* **Consigne**:
Poursuivez l'extrait ci-dessous, consacré au projet de loi C-13 sur les langues officielles, à partir de sa dernière phrase.

Pour preuve, le projet de loi C-13 permettra d’« élargir les pouvoirs du Conseil du trésor », qui va « surveiller et vérifier l’observation par les institutions fédérales des principes, instructions et règlements en matière de langues officielles » entre autres choses, en plus de « renforcer les pouvoirs du commissaire aux langues officielles ». « Les sanctions pécuniaires administratives, c’est un outil qui a été ajouté dans le coffre d’outils [du commissaire]. Il y a beaucoup d’autres outils qui ont été ajoutés, comme le pouvoir de médiation, le pouvoir d’ordonnance… », a illustré Mme Petitpas Taylor, à 1500 kilomètres de la capitale fédérale.

« L’imposition d’une sanction vise non pas à punir, mais plutôt à favoriser le respect de la [Loi] », ont pour leur part souligné de hauts fonctionnaires dans une séance d’information technique sur le document de près de 75 pages.

Le gouvernement Trudeau s’est gardé d’imposer la maîtrise du français et de l’anglais comme condition d’embauche des patrons des compagnies soumises à la Loi sur les langues officielles de la trempe d’Air Canada ou de Via Rail. Après s’être dite encore « déçue et fâchée » des propos tenus l’automne dernier par le président et chef de la direction d’Air Canada, Michael Rousseau, qui refusait d’apprendre la langue française, Mme Petitpas Taylor a indiqué vouloir répondre à la principale « préoccupation » des Canadiens, c’est-à-dire d’« avoir un service en français ».

* **Données enregistrées**:
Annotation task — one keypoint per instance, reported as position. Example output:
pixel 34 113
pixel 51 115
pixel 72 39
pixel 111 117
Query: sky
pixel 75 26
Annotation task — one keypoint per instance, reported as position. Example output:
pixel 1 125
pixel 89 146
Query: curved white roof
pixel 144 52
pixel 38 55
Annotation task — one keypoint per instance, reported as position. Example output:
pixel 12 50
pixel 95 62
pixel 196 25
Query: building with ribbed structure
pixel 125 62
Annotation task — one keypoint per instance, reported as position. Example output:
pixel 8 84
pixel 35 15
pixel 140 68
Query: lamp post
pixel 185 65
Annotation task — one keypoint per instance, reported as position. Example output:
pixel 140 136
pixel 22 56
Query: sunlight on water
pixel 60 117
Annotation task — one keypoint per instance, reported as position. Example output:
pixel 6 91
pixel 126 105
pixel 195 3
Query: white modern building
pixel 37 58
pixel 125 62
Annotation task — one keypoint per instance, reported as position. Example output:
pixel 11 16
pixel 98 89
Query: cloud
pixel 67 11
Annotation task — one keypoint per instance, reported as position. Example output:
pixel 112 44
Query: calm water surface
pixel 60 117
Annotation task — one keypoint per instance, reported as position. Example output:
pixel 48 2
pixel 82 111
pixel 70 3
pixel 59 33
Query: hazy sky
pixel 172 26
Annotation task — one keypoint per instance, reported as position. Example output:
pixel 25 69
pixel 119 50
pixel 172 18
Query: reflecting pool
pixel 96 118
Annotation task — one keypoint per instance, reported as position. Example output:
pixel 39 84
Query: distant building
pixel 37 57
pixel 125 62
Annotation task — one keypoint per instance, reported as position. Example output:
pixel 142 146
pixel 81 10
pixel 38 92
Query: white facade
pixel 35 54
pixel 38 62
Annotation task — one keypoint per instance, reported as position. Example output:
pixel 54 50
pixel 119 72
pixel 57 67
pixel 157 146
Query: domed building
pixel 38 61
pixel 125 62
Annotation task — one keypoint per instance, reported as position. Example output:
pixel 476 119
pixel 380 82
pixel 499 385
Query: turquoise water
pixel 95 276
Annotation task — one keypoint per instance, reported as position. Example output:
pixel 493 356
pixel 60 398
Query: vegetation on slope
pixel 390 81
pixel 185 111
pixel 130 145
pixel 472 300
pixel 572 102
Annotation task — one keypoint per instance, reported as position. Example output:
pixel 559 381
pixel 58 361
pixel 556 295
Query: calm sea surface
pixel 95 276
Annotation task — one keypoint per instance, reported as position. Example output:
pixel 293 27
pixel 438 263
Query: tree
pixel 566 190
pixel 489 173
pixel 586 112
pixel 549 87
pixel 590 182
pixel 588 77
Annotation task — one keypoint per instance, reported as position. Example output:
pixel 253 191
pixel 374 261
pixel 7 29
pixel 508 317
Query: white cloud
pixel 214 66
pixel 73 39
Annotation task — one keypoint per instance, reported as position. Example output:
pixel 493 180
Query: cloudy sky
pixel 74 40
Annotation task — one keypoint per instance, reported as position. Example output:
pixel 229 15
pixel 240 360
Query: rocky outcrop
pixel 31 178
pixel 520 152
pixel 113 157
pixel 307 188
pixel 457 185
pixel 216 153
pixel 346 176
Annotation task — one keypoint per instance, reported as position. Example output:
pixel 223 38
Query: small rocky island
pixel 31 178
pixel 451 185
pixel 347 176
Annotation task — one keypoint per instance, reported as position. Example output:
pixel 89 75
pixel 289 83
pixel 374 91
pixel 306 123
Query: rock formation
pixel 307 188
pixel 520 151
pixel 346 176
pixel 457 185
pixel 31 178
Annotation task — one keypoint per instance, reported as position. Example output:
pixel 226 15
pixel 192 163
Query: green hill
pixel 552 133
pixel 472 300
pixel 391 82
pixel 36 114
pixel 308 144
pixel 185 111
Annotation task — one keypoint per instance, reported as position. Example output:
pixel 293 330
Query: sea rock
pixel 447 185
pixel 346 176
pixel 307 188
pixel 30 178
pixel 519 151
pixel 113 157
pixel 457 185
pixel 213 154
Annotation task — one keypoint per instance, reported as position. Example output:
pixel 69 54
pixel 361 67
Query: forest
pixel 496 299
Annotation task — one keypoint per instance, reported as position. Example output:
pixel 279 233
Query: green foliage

==

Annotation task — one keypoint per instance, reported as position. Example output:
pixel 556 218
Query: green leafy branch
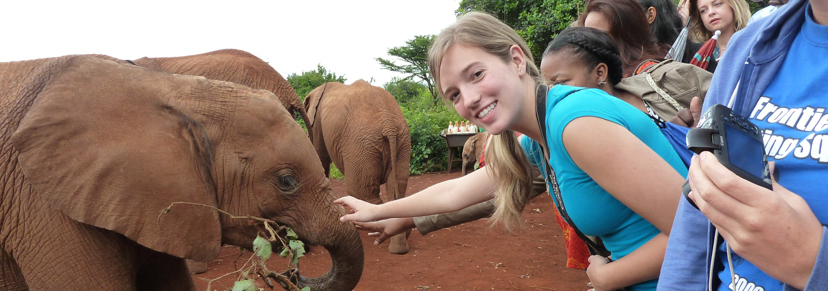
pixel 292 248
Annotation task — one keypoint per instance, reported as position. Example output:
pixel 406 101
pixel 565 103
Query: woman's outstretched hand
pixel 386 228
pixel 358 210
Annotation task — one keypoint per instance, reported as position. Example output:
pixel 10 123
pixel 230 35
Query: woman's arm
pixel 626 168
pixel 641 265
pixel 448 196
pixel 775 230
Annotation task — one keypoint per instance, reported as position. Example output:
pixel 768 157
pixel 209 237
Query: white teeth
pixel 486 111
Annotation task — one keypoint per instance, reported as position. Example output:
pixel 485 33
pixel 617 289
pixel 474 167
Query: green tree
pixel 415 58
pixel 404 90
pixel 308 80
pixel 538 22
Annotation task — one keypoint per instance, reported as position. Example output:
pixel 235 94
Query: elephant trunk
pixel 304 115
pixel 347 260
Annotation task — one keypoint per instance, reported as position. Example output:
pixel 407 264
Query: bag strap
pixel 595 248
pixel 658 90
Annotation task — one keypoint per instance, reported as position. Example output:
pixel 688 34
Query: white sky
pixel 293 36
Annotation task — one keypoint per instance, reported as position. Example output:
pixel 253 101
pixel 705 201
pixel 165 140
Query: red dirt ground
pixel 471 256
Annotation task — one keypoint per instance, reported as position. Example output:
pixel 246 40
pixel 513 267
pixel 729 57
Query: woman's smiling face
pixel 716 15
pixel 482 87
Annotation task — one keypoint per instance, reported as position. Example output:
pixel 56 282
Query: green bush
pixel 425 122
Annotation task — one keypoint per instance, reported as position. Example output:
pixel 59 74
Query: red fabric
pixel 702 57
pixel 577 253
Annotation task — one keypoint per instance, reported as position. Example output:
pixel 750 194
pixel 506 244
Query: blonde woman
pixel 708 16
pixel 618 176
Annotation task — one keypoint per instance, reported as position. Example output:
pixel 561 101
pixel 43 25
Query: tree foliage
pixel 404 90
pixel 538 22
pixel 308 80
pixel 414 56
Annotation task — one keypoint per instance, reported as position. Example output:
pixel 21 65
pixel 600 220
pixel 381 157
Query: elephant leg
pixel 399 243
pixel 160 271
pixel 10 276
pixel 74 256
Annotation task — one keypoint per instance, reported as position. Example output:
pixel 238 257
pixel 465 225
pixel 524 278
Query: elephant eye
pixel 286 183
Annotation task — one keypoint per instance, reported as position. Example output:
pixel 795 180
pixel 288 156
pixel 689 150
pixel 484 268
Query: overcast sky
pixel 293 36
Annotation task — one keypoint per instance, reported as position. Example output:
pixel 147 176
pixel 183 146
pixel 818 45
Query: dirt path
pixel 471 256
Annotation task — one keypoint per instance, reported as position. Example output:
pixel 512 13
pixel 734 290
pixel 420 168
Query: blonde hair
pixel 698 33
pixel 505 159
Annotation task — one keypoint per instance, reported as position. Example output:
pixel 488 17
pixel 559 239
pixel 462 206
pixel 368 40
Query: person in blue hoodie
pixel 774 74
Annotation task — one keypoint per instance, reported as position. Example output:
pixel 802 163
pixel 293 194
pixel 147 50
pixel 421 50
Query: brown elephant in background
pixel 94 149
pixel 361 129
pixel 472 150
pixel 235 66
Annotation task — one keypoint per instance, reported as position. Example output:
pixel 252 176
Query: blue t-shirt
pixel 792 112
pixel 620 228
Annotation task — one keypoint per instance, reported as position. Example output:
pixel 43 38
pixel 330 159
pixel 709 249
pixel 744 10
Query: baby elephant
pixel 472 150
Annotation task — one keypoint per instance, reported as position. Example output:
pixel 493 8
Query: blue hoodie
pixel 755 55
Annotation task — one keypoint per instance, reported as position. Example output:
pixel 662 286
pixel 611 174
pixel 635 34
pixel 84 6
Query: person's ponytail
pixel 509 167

* **Résultat attendu**:
Le commissaire aux langues officielles, Raymond Théberge, s’est dit « très heureux » du pouvoir d’imposer des sanctions administratives pécuniaires que lui réserve le gouvernement.« Ce nouveau mécanisme permettra certainement de veiller à ce que les entités qui servent les voyageurs respectent leurs obligations linguistiques en matière de communication et de services », a-t-il indiqué dans une déclaration écrite.

Protection accrue du français

 

Par ailleurs, le projet de loi C-13 conférera aux travailleurs des entreprises privées de compétence fédérale du Québec, mais aussi « des régions à forte présence francophone » — qui ne sont pas encore identifiées par Ottawa —, « le droit d’effectuer leur travail et d’être supervisés en français », « le droit de recevoir toute communication et toute documentation […] en français » ainsi que « le droit d’utiliser des instruments de travail et des systèmes informatiques d’usage courant et généralisé en français ».

Les entreprises privées de compétence fédérale ne peuvent « traiter défavorablement un employé [au Québec ou dans une région à forte présence francophone] au seul motif qu’il n’a pas une connaissance suffisante d’une langue autre que le français » sauf si elles sont « capable[s] de démontrer que la connaissance de cette langue s’impose objectivement en raison de la nature du travail à accomplir par l’employé ».

Cela dit, le gouvernement fédéral compte offrir le libre choix aux entreprises privées de compétence fédérale présentes au Québec de mener « leurs communications avec les consommateurs » dans le respect du projet de loi C-13 — qui réitère que « les consommateurs au Québec ont le droit de communiquer en français avec une entreprise privée de compétence fédérale qui y exerce ses activités et de recevoir de celle-ci des services dans cette langue » — ou encore de la Charte de la langue française du Québec.

La Fédération des travailleurs et des travailleuses du Québec (FTQ) demande que tous les travailleurs, au Québec, aient « les mêmes droits ». « Et l’application de leurs droits doit relever d’un seul maître d’œuvre, soit l’Office québécois de la langue française (OQLF) », affirme le secrétaire général de la FTQ, Denis Bolduc. « Laisser aux entreprises du Québec le choix du règlement — fédéral ou québécois — tel que proposé dans le projet de loi ne risque que de créer un cafouillage administratif et embourber les tribunaux », a-t-il prévenu.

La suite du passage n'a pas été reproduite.